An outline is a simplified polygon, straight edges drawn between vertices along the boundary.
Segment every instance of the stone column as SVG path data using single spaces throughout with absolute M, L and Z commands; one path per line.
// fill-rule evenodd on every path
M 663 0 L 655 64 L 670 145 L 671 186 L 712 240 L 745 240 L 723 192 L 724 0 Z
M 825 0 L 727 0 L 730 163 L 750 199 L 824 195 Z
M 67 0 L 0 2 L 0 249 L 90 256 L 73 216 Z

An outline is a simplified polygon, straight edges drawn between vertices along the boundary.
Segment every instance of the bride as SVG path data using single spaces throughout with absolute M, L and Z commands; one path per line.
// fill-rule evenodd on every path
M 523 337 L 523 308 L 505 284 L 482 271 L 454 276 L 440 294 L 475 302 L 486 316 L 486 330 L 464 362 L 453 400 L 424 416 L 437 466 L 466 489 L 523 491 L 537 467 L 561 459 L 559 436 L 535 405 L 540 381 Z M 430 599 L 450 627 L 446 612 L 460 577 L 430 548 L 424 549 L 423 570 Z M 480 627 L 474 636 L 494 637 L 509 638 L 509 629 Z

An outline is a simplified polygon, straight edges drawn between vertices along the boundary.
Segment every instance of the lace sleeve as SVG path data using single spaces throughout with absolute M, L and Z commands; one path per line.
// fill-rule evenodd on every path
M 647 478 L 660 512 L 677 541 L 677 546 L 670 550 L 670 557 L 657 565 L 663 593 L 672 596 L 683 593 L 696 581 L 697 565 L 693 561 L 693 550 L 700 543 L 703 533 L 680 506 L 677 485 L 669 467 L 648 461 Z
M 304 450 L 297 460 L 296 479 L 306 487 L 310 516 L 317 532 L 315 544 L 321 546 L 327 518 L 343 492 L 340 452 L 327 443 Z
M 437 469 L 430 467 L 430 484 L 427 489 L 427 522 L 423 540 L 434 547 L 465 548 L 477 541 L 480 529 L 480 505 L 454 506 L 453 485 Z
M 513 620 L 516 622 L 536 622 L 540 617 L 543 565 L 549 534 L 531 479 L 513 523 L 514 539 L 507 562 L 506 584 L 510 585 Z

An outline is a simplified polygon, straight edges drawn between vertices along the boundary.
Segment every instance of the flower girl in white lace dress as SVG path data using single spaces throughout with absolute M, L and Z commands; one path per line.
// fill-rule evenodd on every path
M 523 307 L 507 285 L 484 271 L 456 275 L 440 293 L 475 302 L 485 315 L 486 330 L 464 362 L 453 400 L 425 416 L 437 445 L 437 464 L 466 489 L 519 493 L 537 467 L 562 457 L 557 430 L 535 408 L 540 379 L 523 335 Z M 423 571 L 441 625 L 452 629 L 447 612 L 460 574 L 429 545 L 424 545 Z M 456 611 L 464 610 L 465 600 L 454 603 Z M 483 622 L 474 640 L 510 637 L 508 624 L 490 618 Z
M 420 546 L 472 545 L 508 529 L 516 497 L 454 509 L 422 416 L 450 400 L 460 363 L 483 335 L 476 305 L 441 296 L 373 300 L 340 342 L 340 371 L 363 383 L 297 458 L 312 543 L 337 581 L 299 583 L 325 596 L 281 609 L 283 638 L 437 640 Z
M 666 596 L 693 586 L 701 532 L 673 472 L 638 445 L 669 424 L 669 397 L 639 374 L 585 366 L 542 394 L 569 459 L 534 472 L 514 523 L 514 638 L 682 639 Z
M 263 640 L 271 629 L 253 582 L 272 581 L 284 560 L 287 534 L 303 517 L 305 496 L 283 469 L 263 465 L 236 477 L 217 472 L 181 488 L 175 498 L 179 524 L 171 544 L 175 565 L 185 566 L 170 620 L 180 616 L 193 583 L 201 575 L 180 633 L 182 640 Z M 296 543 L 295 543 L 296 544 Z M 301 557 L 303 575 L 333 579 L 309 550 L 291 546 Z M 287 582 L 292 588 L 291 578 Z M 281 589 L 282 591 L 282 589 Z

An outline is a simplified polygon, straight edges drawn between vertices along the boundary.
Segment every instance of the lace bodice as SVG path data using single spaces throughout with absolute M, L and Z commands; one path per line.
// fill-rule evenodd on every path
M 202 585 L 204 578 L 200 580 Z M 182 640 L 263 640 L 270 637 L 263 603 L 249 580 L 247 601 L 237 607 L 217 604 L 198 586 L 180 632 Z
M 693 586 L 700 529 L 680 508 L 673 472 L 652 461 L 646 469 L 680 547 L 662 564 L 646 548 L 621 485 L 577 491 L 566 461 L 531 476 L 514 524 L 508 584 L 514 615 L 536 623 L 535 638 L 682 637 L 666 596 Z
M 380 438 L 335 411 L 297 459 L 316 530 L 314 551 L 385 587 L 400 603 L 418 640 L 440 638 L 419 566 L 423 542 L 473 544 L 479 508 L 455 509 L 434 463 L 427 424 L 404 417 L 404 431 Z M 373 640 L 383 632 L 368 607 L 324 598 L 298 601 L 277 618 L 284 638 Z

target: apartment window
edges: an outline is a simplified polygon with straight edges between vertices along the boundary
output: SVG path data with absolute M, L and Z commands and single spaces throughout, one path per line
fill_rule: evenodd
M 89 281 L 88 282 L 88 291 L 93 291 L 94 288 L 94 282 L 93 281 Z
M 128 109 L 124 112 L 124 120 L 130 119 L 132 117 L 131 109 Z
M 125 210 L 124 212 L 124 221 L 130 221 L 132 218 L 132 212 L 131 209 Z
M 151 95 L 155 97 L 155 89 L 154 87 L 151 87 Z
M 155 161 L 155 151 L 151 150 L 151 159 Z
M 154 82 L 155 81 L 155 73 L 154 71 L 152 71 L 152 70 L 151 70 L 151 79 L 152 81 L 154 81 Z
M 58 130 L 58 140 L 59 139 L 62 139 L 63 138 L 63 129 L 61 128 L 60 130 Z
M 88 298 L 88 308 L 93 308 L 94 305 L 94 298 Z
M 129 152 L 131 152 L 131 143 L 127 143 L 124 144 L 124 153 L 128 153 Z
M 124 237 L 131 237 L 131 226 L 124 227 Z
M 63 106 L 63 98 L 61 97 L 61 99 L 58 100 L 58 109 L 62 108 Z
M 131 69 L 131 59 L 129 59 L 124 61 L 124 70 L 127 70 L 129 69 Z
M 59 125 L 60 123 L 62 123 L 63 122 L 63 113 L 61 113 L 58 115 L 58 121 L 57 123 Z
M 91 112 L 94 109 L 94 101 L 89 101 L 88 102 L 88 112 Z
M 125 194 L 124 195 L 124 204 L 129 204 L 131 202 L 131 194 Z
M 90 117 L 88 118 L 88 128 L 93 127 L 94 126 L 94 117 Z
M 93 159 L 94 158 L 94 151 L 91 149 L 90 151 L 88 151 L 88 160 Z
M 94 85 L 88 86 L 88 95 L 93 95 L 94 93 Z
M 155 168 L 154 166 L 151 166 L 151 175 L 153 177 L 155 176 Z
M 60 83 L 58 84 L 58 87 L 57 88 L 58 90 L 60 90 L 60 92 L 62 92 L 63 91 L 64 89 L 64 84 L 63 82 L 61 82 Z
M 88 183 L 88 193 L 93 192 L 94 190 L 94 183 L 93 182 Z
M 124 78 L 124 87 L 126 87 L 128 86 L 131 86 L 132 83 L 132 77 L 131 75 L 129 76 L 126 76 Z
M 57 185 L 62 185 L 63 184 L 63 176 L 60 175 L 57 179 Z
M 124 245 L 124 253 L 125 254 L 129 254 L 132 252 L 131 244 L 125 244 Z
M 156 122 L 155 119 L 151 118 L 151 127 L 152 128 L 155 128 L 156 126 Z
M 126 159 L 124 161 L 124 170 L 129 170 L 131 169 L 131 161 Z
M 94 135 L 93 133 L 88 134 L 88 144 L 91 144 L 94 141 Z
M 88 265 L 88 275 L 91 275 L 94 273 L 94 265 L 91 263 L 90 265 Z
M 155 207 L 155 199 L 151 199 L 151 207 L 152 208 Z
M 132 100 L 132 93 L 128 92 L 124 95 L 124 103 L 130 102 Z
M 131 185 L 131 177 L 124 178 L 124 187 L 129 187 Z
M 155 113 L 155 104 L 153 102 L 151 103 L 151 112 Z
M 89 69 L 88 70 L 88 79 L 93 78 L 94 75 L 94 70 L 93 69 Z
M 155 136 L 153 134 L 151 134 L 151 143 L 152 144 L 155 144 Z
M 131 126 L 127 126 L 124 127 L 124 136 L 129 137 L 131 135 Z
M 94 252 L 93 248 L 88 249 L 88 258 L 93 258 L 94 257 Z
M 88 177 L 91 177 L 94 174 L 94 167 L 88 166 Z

# WHAT TO DO
Rewrite the listing from its start through the line that contains "M 523 337 L" as a two-column CSV with the headers instructions and answer. Each row should pair one set of instructions with its answer, with each field in quotes and line breaks replaced by spaces.

# WRITTEN SOLUTION
instructions,answer
"An outline is a simplified polygon, straight edges drawn between vertices along the boundary. Segment every instance of the stone column as SVG path data using single spaces throughout with absolute M, L and Z commands; one path per line. // fill-rule evenodd on every path","M 663 0 L 655 64 L 670 145 L 671 186 L 712 240 L 745 240 L 723 192 L 724 0 Z M 825 0 L 727 0 L 730 163 L 750 199 L 824 195 Z M 67 0 L 0 2 L 0 249 L 90 256 L 73 216 Z"
"An outline is a simplified polygon, straight edges drawn between vertices along the boundary. Segment every instance of the bride as SVG path data using single spaces throughout with absolute M, L and Z commands; one path per line. // fill-rule evenodd on every path","M 523 337 L 523 308 L 505 284 L 482 271 L 454 276 L 440 294 L 475 302 L 486 316 L 486 330 L 464 362 L 453 400 L 424 416 L 437 466 L 466 489 L 523 491 L 537 467 L 561 459 L 559 436 L 535 405 L 540 381 Z M 430 599 L 450 627 L 446 612 L 460 577 L 430 548 L 424 549 L 423 570 Z M 480 627 L 474 636 L 494 637 L 509 638 L 509 629 Z"